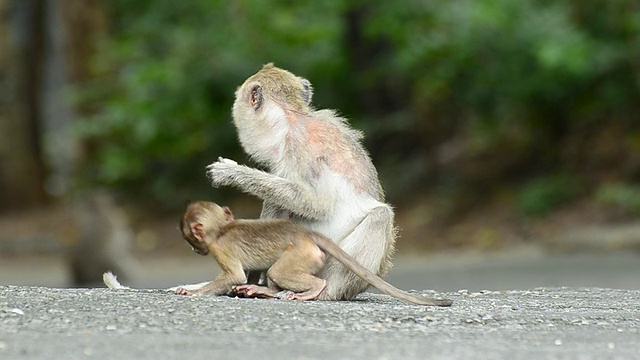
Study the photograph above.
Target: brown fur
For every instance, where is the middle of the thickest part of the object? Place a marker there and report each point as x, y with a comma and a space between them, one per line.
291, 254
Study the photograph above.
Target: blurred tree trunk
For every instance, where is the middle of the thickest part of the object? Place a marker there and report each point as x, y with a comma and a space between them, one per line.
21, 162
45, 45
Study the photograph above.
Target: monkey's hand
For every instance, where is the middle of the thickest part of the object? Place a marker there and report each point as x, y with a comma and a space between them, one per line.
183, 291
223, 172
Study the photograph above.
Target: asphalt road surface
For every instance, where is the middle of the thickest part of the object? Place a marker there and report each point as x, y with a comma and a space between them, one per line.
544, 323
527, 313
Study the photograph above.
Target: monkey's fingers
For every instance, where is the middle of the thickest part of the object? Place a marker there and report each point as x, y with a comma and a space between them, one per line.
183, 291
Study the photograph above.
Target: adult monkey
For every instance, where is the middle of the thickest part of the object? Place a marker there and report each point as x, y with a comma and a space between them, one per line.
320, 175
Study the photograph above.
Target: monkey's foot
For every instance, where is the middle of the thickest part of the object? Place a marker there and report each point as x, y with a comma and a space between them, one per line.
183, 291
255, 291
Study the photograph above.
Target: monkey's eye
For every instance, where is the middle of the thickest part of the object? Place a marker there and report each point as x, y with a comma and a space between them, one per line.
256, 97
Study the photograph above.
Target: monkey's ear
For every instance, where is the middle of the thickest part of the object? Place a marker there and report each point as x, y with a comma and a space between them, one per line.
307, 92
197, 230
228, 213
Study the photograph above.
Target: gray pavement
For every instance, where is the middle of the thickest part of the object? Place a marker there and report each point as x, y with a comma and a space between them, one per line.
545, 323
514, 318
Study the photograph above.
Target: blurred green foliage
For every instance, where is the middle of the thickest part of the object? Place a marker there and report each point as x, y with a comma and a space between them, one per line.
539, 196
625, 197
479, 93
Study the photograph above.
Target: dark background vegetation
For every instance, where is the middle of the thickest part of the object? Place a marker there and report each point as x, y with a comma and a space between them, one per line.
501, 113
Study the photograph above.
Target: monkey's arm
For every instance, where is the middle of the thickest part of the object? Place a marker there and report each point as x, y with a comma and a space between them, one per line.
297, 197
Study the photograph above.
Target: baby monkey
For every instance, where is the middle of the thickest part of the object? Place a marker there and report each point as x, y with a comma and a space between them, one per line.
291, 254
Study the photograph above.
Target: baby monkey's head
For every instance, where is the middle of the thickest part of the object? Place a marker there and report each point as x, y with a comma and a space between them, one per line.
201, 222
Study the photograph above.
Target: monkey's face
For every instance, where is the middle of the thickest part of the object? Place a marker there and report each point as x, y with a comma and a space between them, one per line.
193, 233
266, 106
201, 221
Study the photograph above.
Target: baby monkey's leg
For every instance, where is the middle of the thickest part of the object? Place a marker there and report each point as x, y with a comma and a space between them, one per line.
294, 271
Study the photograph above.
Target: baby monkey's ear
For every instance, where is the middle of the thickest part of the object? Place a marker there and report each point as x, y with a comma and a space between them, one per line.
228, 213
307, 92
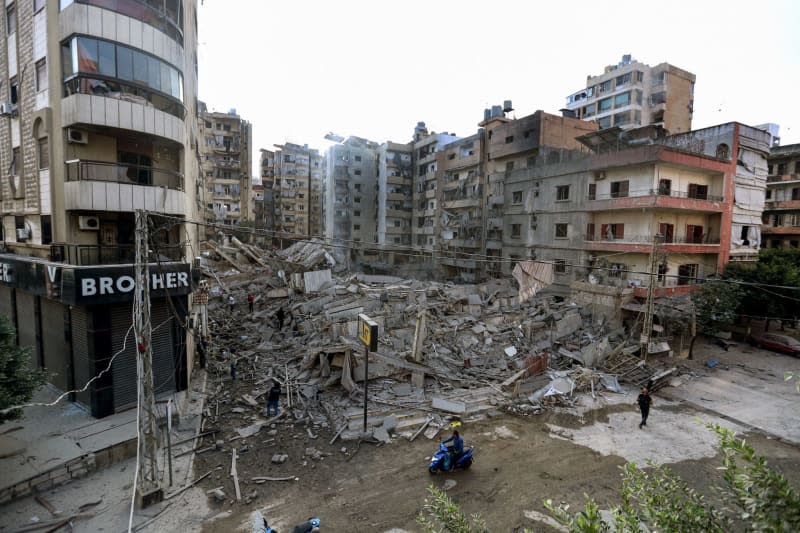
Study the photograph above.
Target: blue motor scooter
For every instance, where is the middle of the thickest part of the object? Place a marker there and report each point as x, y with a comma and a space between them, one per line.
443, 460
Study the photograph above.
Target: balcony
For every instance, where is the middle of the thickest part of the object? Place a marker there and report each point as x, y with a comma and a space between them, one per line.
102, 186
87, 255
656, 198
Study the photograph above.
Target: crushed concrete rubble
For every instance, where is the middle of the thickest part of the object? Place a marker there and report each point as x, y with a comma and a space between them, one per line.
444, 350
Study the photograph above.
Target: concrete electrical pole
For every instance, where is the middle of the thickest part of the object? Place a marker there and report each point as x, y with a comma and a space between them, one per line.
149, 489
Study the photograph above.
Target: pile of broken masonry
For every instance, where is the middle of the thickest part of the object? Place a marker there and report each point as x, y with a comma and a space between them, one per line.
445, 351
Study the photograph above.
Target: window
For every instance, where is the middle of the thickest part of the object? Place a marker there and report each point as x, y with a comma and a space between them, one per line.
699, 192
11, 20
610, 232
41, 75
43, 153
619, 189
16, 164
687, 274
622, 100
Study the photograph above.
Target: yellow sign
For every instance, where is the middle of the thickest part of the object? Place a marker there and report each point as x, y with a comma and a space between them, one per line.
368, 332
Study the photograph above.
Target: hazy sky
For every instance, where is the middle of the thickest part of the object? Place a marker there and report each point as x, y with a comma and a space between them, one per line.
299, 69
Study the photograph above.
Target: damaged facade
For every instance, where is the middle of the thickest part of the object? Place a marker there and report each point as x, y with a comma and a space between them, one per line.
225, 167
631, 94
781, 218
296, 185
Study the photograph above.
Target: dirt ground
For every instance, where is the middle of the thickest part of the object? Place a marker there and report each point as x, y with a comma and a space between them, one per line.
519, 462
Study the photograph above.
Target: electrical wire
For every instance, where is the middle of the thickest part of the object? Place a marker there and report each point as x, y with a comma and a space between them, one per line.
397, 249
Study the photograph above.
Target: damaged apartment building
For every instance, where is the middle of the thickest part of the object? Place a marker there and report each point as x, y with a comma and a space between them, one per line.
781, 218
599, 215
225, 166
99, 123
295, 180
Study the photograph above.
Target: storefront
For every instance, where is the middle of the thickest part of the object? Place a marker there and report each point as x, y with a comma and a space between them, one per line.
76, 318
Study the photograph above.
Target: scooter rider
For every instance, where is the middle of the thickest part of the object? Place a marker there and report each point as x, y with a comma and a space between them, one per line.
457, 449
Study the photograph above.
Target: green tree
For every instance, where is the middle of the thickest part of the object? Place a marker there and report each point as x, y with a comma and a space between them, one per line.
18, 381
754, 496
715, 307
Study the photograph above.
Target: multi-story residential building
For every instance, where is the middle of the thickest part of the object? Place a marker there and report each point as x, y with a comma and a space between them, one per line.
599, 215
98, 107
297, 179
265, 217
351, 203
781, 219
631, 94
424, 235
395, 201
225, 165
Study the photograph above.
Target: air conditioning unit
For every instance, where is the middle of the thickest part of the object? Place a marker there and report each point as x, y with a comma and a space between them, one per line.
77, 136
88, 223
7, 109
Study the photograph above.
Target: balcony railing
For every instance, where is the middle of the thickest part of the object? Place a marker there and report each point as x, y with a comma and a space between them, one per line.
656, 192
90, 254
79, 170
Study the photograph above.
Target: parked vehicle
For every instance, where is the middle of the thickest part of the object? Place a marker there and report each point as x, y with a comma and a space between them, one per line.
778, 343
443, 461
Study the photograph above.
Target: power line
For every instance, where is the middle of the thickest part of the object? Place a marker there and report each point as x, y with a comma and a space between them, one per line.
484, 258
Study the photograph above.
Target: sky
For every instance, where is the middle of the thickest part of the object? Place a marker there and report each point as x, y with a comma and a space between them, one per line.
297, 70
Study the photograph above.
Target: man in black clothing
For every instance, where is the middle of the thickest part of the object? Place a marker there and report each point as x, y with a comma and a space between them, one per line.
273, 396
644, 402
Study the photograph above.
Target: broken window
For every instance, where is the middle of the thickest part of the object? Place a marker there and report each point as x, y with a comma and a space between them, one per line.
619, 189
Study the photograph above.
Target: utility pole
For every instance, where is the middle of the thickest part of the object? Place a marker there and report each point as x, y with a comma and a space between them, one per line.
647, 327
149, 489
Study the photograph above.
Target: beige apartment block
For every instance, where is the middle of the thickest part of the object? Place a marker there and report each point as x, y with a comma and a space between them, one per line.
781, 219
631, 94
297, 191
98, 107
225, 146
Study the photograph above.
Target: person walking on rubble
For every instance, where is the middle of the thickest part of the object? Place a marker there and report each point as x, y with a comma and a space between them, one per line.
273, 397
280, 315
644, 400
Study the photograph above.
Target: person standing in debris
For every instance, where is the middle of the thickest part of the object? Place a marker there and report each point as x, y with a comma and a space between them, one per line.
280, 315
644, 400
234, 363
273, 397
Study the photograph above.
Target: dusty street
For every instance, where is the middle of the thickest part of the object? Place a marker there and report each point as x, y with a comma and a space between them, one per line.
519, 462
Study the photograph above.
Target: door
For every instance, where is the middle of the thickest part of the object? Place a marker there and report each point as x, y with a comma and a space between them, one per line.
667, 231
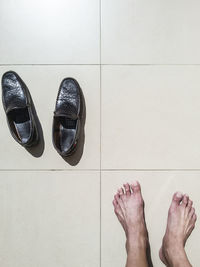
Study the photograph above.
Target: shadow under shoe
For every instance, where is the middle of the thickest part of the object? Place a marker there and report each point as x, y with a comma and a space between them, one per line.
22, 118
69, 121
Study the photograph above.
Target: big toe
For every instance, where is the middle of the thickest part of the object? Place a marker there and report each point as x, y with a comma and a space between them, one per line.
176, 200
135, 186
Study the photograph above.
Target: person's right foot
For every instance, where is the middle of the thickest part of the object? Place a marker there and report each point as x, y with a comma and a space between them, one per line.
180, 223
129, 208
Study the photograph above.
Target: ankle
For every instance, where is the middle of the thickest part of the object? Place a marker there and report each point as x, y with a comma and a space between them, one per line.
176, 256
135, 243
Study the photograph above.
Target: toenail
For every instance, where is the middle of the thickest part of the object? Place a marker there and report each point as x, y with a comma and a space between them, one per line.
135, 183
179, 194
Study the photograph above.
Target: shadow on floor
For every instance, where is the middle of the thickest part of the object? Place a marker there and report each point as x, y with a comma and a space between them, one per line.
74, 158
37, 149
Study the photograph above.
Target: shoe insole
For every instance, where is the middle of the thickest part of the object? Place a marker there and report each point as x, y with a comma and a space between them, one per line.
67, 133
22, 124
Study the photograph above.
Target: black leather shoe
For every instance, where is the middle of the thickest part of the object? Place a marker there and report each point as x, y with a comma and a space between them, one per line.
18, 106
67, 117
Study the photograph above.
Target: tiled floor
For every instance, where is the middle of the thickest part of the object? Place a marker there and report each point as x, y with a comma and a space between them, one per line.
138, 64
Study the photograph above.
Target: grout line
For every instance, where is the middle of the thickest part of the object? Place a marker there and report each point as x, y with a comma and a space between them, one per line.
53, 170
148, 170
98, 64
146, 64
52, 64
100, 189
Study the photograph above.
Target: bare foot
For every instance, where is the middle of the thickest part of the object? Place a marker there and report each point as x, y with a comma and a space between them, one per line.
129, 209
180, 223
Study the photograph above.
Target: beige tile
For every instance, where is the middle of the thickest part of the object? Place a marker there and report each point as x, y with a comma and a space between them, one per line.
49, 32
43, 83
150, 32
150, 117
49, 219
157, 189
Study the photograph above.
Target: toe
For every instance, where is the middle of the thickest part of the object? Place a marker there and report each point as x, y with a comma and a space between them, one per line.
135, 186
194, 218
114, 203
189, 205
116, 198
121, 191
127, 189
192, 212
176, 200
185, 200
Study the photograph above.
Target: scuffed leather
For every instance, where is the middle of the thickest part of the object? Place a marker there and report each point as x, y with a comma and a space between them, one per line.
68, 100
66, 114
18, 106
13, 93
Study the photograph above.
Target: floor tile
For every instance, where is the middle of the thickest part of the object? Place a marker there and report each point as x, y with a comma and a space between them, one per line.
43, 83
150, 117
157, 189
150, 32
49, 32
49, 219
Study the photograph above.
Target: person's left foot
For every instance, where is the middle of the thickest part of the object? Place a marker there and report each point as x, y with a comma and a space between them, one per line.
129, 209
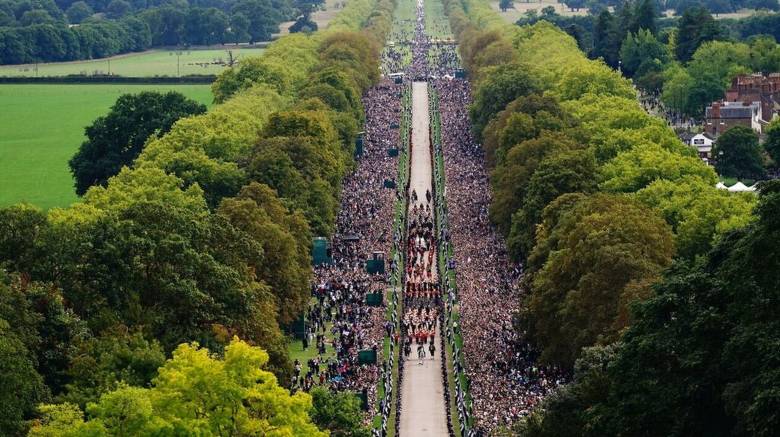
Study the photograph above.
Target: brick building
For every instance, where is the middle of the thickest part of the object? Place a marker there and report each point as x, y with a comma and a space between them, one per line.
753, 100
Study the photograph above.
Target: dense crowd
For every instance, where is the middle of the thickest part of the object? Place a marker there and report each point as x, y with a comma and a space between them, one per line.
339, 316
421, 290
505, 381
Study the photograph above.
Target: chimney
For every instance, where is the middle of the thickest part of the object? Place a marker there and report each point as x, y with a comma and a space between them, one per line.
716, 110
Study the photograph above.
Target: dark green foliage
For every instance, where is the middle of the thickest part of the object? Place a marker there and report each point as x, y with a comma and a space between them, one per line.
98, 365
695, 27
499, 87
738, 154
595, 256
772, 143
21, 386
607, 39
78, 11
566, 172
338, 413
116, 139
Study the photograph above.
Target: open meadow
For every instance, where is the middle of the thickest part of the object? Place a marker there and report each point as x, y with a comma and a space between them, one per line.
171, 63
42, 126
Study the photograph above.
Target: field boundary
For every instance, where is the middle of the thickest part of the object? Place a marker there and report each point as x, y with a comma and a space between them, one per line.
86, 80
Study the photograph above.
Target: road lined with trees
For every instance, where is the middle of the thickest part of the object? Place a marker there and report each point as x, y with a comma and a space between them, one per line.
187, 248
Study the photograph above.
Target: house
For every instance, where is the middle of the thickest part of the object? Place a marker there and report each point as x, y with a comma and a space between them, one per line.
757, 88
703, 144
752, 100
723, 115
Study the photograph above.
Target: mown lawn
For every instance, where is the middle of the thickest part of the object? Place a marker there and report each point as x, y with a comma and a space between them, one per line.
42, 126
145, 64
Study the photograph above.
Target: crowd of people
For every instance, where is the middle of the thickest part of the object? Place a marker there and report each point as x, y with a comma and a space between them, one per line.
421, 283
339, 318
505, 380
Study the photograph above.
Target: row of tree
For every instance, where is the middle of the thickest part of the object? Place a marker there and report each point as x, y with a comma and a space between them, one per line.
656, 289
679, 6
689, 62
203, 236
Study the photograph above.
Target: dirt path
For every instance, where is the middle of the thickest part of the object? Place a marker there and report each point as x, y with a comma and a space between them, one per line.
422, 392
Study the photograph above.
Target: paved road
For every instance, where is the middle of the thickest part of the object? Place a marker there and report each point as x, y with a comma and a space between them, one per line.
420, 178
422, 393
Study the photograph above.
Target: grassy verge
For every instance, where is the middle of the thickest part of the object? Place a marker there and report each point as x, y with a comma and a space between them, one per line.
395, 301
449, 280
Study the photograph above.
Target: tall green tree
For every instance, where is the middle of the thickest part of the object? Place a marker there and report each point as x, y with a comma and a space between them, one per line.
738, 154
699, 358
497, 88
195, 393
338, 412
772, 143
695, 27
116, 139
644, 17
596, 255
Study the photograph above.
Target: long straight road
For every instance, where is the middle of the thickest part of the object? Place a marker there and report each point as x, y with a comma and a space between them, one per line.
423, 410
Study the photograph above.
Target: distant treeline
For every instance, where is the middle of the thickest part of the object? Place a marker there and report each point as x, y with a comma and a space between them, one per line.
48, 31
679, 6
76, 79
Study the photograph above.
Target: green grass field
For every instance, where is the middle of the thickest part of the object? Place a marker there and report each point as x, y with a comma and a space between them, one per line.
144, 64
42, 126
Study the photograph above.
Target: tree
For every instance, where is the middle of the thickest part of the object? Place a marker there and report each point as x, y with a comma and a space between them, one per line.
597, 255
116, 139
510, 179
764, 54
23, 388
102, 364
607, 39
118, 9
195, 393
499, 86
699, 357
644, 17
239, 28
738, 154
78, 11
638, 167
561, 173
263, 18
338, 412
36, 16
772, 143
285, 238
695, 27
639, 50
699, 213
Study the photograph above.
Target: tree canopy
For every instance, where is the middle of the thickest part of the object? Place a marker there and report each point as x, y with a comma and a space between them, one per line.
116, 139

Requirement
Output only an exact transcription of the lines above from the one with "Target: house" up to and including the one with "Target: dirt path".

Answer section
Target: house
For every instance, where is the middle of the thickest part of the object? Place a marker there and report each point as x, y with a comma and a space between them, one per line.
757, 88
703, 144
752, 100
723, 115
Study the photograph above.
Target: mown lawn
For every instance, where is the middle of the thickest part of the object? Place a marker there and report each point as x, y with a comma and a space between them, one per line.
42, 126
145, 64
Study the photograph above.
Target: crowd of people
For every instance, where is the middle of the thickest part of the object? Place a marker there and report each point as x, y with a comma and a space between them, one per line.
421, 283
339, 318
505, 380
Study the photograph above.
Target: row of tree
For every instance, where is the middle of the thickest part of the object? Place a marker there and report each point as x, y with a comma and a space between them, one per line.
656, 289
679, 6
689, 62
203, 236
Study the photograph above.
Target: dirt path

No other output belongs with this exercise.